Goal: Take all the material and copy it exactly.

────────

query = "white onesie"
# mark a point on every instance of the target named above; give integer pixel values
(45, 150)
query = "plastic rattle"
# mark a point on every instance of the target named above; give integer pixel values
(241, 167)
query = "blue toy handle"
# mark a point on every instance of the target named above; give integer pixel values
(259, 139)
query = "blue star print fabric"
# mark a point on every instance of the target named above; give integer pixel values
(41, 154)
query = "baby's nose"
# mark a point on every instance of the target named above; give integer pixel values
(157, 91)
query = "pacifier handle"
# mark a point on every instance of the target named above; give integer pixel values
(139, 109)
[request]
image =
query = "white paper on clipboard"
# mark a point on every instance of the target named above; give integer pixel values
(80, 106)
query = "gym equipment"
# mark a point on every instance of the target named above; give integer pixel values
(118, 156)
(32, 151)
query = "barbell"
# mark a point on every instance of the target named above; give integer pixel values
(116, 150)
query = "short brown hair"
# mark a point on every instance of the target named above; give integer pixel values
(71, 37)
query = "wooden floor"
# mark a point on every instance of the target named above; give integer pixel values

────────

Reply to the exercise:
query = "white onesie"
# mark a point on every instance of the target named above; give integer pixel values
(45, 150)
query = "plastic rattle"
# mark a point on every instance of the target named above; give integer pixel values
(241, 167)
query = "blue toy handle"
# mark a point on every instance of the target named above; give integer pixel values
(259, 139)
query = "blue star print fabric"
# mark a point on every instance of the target named above; give integer pixel values
(41, 154)
query = "baby's nose"
# mark a point on every instance of the target named above; give integer pixel values
(157, 91)
query = "pacifier handle"
# mark a point on every instance of the target named above; give integer pixel values
(139, 109)
[request]
image =
query = "white paper on clipboard"
# mark a point on every instance of the target named above; give integer pixel values
(80, 106)
query = "gym equipment"
# mark a point on every instance of the target named above; give integer pixel values
(118, 156)
(32, 151)
query = "barbell"
# mark a point on every instance of the target named above; give integer pixel values
(116, 150)
query = "short brown hair"
# mark a point on every instance of the target named above; give integer pixel values
(71, 37)
query = "wooden floor"
# mark a point on every instance of the target named above; give integer pixel values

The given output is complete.